### PAGE TEXT
★ ★ ★ ★

Arguments of the Petitioners
- Petitioner argued that the Court of Appeals erred in ruling she was a corporate officer, asserting that the appellate court's original finding that she was an employee was more in accord with law and jurisprudence.
- Petitioner contended that the labor tribunals had jurisdiction over her illegal dismissal complaint because she was an employee, not a corporate officer.
- Petitioner faulted the CA for allowing respondent to raise the issue of jurisdiction in a Supplemental Petition after actively participating in proceedings before the Labor Arbiter and NLRC without questioning jurisdiction.
- Petitioner asserted that the CA erred in denying her motion for reconsideration from the Amended Decision on the ground that it was a prohibited second motion for reconsideration.
- Petitioner claimed respondent violated the rule against forum shopping by failing to inform the CA of a pending civil case for breach of contract filed against her before the Regional Trial Court.
- Petitioner maintained that her transfer to the College of Nursing as a faculty member constituted constructive dismissal as it was a demotion from her position as Dean.
Arguments of the Respondents
- Respondent argued that the petition was filed out of time and that petitioner's motion for reconsideration from the Amended Decision was a prohibited pleading since she had already filed a motion for reconsideration from the original CA decision.
- Respondent maintained that an Amended Decision is merely a modification of a prior decision, not a new decision, thus a second motion for reconsideration is prohibited.
- Respondent insisted that petitioner was a corporate officer because her appointment as Dean was approved by the board of directors, and the position was created under the bylaws.
- Respondent argued that the "College Director" mentioned in the bylaws was synonymous with "College Dean," and since the bylaws authorized the Board to appoint a College Director, petitioner was a corporate officer.
- Respondent contended that the Labor Arbiter and NLRC had no jurisdiction over the case because jurisdiction over corporate officers lies with regular courts, not labor tribunals.
- Respondent asserted that no constructive dismissal occurred because petitioner was never demoted; her appointment as Dean merely expired, and the assignment to teach was without loss of seniority or diminution of pay.
Issues
- Procedural Issues:
- Whether the petition for review was filed out of time considering the petitioner filed a motion for reconsideration from the original CA decision and subsequently from the Amended Decision.
- Whether respondent was guilty of forum shopping for failing to disclose a pending civil case for breach of contract.
- Whether respondent was estopped from raising the issue of jurisdiction after actively participating in proceedings before the labor tribunals.

★ ★ ★ ★

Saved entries
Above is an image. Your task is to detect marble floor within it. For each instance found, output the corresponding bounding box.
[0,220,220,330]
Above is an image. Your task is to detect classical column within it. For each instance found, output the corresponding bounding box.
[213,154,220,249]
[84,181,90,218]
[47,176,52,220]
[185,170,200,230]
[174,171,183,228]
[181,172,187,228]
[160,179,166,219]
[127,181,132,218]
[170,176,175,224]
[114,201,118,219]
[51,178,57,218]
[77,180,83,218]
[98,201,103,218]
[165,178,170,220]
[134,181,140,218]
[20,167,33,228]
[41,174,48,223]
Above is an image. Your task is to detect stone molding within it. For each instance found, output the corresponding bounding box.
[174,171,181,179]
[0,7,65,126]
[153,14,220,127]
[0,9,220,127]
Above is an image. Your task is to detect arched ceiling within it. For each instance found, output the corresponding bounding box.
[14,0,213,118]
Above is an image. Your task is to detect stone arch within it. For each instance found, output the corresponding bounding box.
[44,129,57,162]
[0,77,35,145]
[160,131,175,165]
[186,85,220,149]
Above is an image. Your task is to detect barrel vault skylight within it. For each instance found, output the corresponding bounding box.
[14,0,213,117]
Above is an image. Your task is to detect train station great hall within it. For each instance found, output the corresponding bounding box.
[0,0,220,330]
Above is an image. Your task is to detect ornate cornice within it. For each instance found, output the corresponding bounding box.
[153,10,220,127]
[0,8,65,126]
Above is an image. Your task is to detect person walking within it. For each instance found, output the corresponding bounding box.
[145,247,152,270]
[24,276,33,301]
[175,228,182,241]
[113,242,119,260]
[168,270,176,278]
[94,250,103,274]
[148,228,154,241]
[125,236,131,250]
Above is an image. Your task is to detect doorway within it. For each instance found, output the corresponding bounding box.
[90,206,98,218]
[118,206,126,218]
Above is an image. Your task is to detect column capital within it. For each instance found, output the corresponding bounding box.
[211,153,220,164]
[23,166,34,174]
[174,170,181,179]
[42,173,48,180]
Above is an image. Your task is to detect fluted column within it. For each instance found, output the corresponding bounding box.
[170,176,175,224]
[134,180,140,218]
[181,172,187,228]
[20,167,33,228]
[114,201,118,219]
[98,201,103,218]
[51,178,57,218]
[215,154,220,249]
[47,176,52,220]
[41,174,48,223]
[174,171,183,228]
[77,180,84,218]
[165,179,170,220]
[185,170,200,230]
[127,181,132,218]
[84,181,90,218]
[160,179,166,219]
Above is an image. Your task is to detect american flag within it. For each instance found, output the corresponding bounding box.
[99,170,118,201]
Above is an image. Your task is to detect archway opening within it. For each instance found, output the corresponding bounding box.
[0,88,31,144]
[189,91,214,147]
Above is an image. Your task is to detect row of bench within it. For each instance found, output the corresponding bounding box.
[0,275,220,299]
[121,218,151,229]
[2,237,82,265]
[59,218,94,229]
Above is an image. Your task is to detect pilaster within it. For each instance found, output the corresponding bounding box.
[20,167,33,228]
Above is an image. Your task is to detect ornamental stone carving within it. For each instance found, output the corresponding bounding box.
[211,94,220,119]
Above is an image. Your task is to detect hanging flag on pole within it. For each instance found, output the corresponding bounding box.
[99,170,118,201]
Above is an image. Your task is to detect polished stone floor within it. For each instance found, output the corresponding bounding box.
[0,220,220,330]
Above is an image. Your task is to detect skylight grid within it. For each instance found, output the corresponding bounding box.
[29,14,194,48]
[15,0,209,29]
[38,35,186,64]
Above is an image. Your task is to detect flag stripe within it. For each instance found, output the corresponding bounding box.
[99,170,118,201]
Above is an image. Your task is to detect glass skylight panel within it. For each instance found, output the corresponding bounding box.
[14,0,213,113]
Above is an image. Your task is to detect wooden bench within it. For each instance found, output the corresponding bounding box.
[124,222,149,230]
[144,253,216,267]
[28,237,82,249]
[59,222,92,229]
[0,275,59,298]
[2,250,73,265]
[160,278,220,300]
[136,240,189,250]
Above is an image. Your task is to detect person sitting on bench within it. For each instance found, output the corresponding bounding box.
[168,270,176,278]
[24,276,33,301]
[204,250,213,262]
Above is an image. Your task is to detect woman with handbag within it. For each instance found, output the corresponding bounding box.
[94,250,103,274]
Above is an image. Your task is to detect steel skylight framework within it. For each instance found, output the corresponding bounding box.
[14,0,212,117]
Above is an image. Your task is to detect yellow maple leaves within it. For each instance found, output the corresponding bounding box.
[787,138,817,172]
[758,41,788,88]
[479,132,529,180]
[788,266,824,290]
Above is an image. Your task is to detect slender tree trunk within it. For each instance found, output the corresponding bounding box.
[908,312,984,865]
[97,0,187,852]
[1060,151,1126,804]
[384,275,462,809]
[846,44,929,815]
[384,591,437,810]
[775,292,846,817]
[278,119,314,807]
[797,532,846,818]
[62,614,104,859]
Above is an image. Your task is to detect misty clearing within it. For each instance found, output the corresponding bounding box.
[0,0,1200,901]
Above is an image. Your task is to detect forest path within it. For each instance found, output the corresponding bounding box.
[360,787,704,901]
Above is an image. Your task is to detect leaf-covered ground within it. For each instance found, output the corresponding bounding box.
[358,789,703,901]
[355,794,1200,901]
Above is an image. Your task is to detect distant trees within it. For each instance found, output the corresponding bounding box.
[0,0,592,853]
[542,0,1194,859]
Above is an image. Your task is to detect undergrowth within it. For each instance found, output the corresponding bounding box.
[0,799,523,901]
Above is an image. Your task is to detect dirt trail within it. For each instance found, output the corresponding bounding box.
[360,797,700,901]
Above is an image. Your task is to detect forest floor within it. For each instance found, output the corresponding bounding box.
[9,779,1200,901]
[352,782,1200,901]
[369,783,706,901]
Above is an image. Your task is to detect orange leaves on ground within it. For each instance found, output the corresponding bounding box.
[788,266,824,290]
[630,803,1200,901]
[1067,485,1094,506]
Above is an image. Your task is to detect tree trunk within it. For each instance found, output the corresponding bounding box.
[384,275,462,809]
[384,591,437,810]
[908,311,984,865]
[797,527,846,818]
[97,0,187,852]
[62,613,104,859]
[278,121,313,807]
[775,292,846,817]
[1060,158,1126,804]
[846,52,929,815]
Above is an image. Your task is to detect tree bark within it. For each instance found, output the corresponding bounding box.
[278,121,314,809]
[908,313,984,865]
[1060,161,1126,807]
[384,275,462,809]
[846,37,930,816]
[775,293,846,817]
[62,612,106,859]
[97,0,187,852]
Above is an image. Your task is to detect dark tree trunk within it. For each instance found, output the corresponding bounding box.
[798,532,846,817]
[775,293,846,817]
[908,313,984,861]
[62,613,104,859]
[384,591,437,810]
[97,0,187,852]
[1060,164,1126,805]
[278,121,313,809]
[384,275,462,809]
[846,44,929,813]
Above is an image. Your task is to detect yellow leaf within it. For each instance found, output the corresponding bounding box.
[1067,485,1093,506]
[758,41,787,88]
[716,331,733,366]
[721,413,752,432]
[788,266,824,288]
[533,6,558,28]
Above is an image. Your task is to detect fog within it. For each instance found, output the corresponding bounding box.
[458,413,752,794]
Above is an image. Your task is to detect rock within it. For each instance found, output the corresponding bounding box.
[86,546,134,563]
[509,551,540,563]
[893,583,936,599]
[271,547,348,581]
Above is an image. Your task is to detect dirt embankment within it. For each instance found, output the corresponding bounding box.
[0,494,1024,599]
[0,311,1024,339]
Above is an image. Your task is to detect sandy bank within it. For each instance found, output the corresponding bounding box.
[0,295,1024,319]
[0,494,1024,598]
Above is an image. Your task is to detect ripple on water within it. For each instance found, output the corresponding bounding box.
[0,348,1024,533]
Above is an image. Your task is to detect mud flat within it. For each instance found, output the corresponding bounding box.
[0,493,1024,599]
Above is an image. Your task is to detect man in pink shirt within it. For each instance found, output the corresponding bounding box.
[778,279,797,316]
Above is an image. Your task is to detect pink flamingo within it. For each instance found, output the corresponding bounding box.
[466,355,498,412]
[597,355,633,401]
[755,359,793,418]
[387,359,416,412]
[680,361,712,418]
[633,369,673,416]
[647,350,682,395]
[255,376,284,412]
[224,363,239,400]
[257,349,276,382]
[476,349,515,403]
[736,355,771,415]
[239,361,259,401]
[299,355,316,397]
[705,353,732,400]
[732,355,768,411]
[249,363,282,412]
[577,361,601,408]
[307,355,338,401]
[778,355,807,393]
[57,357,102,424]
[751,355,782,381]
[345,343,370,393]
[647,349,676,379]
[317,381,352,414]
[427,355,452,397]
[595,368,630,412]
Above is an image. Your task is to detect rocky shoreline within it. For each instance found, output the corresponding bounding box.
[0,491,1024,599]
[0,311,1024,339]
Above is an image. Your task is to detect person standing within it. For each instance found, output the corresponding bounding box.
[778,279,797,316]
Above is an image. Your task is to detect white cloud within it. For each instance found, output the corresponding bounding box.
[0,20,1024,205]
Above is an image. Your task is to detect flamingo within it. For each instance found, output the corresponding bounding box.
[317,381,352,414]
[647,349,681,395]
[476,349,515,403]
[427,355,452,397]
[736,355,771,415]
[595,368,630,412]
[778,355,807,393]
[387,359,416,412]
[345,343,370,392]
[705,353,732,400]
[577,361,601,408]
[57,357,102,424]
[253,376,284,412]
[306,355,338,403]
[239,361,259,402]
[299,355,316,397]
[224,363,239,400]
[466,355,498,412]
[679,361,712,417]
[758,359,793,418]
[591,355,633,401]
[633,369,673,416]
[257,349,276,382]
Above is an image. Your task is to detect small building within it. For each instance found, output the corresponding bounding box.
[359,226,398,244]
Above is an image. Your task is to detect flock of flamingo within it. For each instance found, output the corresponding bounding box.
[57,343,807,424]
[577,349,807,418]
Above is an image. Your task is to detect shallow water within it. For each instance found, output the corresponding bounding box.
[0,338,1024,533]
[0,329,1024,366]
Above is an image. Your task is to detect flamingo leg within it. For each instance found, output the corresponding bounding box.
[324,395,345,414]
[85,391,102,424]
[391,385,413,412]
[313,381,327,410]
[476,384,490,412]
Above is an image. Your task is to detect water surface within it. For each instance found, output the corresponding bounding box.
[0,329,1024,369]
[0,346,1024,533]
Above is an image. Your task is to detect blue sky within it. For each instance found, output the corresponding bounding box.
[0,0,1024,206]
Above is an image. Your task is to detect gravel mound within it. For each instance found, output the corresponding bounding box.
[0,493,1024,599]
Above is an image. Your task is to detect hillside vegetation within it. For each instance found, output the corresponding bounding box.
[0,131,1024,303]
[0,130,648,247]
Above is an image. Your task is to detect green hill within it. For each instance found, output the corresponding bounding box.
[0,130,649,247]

★ ★ ★ ★

### TASK REQUIREMENTS
1. According to the case summary, on what grounds did the respondent insist that the petitioner was a corporate officer?
2. Extend the case summary, picking up after its final line.

### ANSWER SET
1. Her appointment as Dean was approved by the board of directors, and the position was created under the bylaws.

2.
- Substantive Issues:
- Whether petitioner, as Dean of the College of Physical Therapy, was a corporate officer or an employee of respondent university.
- Whether the Labor Arbiter and NLRC had jurisdiction over petitioner's complaint for constructive dismissal.
- Whether petitioner was constructively dismissed when reassigned to the College of Nursing as a faculty member after the closure of the College of Physical Therapy.
Ruling
- Procedural:
- The Supreme Court held that the petition was filed on time. Section 2, Rule 52 of the 1997 Rules of Civil Procedure prohibits a second motion for reconsideration of the same judgment or final resolution by the same party. However, where the CA renders an Amended Decision totally reversing and setting aside its previous ruling, the motion for reconsideration filed after the Amended Decision is not a prohibited second motion. The period to appeal should be reckoned from the denial of the motion for reconsideration from the Amended Decision, not the original decision.
- The Court ruled that respondent was not guilty of forum shopping. While there was identity of parties between the illegal dismissal case and the civil case for breach of contract, the causes of action and reliefs sought were different. The former involved constructive dismissal, while the latter involved breach of the scholarship contract. The elements of litis pendentia were not present.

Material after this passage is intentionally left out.